Try it:
Your reply should reproduce each line below exactly and carry none of the pictures.

Input data:
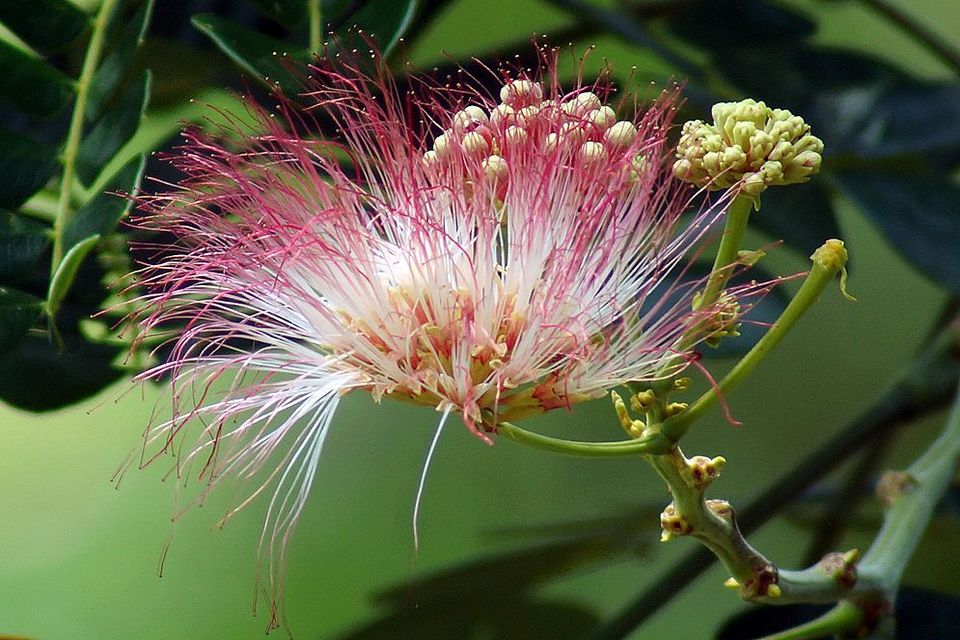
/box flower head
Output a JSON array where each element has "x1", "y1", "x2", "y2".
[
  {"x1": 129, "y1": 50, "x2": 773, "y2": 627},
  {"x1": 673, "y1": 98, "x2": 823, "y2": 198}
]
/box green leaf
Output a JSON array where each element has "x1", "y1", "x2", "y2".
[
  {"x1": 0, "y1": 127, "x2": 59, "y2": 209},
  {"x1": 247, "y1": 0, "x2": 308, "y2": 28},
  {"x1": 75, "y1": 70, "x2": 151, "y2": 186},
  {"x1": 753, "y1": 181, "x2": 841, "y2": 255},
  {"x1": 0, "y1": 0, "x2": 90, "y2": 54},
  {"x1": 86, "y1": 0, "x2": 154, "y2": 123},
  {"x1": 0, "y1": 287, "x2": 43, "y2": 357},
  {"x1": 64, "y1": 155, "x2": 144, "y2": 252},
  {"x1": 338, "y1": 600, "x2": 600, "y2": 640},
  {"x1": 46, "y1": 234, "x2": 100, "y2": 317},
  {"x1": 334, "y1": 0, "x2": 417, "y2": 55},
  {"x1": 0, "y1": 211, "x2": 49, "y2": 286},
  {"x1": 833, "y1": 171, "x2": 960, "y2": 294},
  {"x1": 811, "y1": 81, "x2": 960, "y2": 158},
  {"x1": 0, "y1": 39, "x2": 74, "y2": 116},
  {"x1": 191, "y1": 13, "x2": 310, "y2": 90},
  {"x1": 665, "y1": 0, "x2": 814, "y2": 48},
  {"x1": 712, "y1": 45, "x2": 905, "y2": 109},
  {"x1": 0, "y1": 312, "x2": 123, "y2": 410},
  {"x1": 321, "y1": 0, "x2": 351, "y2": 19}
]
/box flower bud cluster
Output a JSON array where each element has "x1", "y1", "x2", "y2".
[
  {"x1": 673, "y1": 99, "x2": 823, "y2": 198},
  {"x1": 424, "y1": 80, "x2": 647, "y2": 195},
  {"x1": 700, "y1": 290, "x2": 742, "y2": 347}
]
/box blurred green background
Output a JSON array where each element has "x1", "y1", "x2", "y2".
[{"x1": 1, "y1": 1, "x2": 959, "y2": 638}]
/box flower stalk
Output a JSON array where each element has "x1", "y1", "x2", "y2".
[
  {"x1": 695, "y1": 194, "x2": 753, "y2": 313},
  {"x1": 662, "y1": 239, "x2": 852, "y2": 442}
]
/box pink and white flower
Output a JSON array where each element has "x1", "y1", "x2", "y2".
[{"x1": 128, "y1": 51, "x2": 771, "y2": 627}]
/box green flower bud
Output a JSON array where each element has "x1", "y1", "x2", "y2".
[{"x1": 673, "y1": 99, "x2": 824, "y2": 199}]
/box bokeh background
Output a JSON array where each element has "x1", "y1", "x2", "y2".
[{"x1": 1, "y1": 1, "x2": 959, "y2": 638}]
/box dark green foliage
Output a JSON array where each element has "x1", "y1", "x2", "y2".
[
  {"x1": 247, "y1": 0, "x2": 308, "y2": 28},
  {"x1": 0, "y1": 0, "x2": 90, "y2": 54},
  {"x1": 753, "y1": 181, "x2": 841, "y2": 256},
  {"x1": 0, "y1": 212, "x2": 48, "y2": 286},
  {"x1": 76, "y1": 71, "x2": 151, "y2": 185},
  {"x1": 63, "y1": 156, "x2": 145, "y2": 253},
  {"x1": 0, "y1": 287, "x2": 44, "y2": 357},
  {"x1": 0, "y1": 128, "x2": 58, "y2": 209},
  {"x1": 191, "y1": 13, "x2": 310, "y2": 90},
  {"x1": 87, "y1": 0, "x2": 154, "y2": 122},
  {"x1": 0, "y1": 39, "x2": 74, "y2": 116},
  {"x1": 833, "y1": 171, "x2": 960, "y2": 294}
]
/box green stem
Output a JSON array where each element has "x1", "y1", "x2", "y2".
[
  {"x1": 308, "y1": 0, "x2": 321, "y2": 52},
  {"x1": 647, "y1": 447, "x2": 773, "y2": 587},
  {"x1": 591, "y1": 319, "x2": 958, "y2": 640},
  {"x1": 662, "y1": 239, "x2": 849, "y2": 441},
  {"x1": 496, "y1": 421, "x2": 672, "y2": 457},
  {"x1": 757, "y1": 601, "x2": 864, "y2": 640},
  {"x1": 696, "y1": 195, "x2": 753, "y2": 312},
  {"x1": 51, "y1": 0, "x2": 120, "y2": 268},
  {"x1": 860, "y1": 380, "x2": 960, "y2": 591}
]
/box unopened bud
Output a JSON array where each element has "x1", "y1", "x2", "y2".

Answer box:
/box flower head
Output a JSON array where each element has "x1", "y1", "x2", "y2".
[
  {"x1": 129, "y1": 50, "x2": 773, "y2": 627},
  {"x1": 673, "y1": 98, "x2": 823, "y2": 198}
]
/box green leaf
Output a JSON array where each element has "x1", "y1", "x2", "y2".
[
  {"x1": 0, "y1": 127, "x2": 59, "y2": 209},
  {"x1": 247, "y1": 0, "x2": 308, "y2": 28},
  {"x1": 75, "y1": 70, "x2": 151, "y2": 186},
  {"x1": 753, "y1": 181, "x2": 841, "y2": 255},
  {"x1": 0, "y1": 0, "x2": 90, "y2": 54},
  {"x1": 86, "y1": 0, "x2": 154, "y2": 123},
  {"x1": 0, "y1": 287, "x2": 43, "y2": 357},
  {"x1": 64, "y1": 155, "x2": 144, "y2": 252},
  {"x1": 338, "y1": 600, "x2": 600, "y2": 640},
  {"x1": 46, "y1": 234, "x2": 100, "y2": 317},
  {"x1": 334, "y1": 0, "x2": 417, "y2": 55},
  {"x1": 0, "y1": 211, "x2": 49, "y2": 286},
  {"x1": 833, "y1": 171, "x2": 960, "y2": 294},
  {"x1": 811, "y1": 81, "x2": 960, "y2": 158},
  {"x1": 0, "y1": 39, "x2": 74, "y2": 116},
  {"x1": 191, "y1": 13, "x2": 310, "y2": 90},
  {"x1": 665, "y1": 0, "x2": 814, "y2": 48},
  {"x1": 712, "y1": 45, "x2": 905, "y2": 109},
  {"x1": 0, "y1": 312, "x2": 123, "y2": 410},
  {"x1": 321, "y1": 0, "x2": 351, "y2": 19}
]
/box flower bud cluster
Output a JSON array where each element has "x1", "y1", "x2", "y2".
[
  {"x1": 673, "y1": 99, "x2": 823, "y2": 198},
  {"x1": 424, "y1": 80, "x2": 647, "y2": 195},
  {"x1": 700, "y1": 290, "x2": 742, "y2": 347}
]
/box blurred green background
Output a JSON array where each element has "x1", "y1", "x2", "y2".
[{"x1": 1, "y1": 1, "x2": 959, "y2": 638}]
/box flower stalk
Output a JSON array where each element has "x1", "y1", "x2", "y2".
[
  {"x1": 695, "y1": 194, "x2": 753, "y2": 313},
  {"x1": 662, "y1": 239, "x2": 852, "y2": 442}
]
/box pink and white flower
Output a JSON array where each element has "x1", "y1", "x2", "y2".
[{"x1": 128, "y1": 51, "x2": 771, "y2": 627}]
/box green flower bud
Output a JSON array where each element has "x1", "y1", "x2", "y2".
[{"x1": 673, "y1": 99, "x2": 824, "y2": 199}]
/box bokeh background
Output a JSON array where each element has "x1", "y1", "x2", "y2".
[{"x1": 1, "y1": 1, "x2": 959, "y2": 638}]
/box dark green foliage
Output a JSON array where each element has "x1", "y1", "x2", "y2".
[
  {"x1": 247, "y1": 0, "x2": 308, "y2": 28},
  {"x1": 0, "y1": 0, "x2": 90, "y2": 54},
  {"x1": 753, "y1": 181, "x2": 841, "y2": 256},
  {"x1": 0, "y1": 212, "x2": 48, "y2": 286},
  {"x1": 76, "y1": 71, "x2": 151, "y2": 185},
  {"x1": 63, "y1": 156, "x2": 145, "y2": 253},
  {"x1": 0, "y1": 287, "x2": 44, "y2": 357},
  {"x1": 0, "y1": 128, "x2": 58, "y2": 209},
  {"x1": 191, "y1": 13, "x2": 310, "y2": 90},
  {"x1": 87, "y1": 0, "x2": 154, "y2": 122},
  {"x1": 0, "y1": 39, "x2": 74, "y2": 116},
  {"x1": 833, "y1": 171, "x2": 960, "y2": 294}
]
/box green stem
Output a JSON array where each element has "x1", "y1", "x2", "y2".
[
  {"x1": 308, "y1": 0, "x2": 321, "y2": 52},
  {"x1": 647, "y1": 447, "x2": 773, "y2": 587},
  {"x1": 591, "y1": 319, "x2": 958, "y2": 640},
  {"x1": 662, "y1": 239, "x2": 849, "y2": 441},
  {"x1": 496, "y1": 421, "x2": 672, "y2": 457},
  {"x1": 757, "y1": 601, "x2": 864, "y2": 640},
  {"x1": 696, "y1": 195, "x2": 753, "y2": 312},
  {"x1": 51, "y1": 0, "x2": 120, "y2": 268},
  {"x1": 860, "y1": 380, "x2": 960, "y2": 591}
]
/box unopened bud
Output a JSON array where each element has "x1", "y1", "x2", "y2".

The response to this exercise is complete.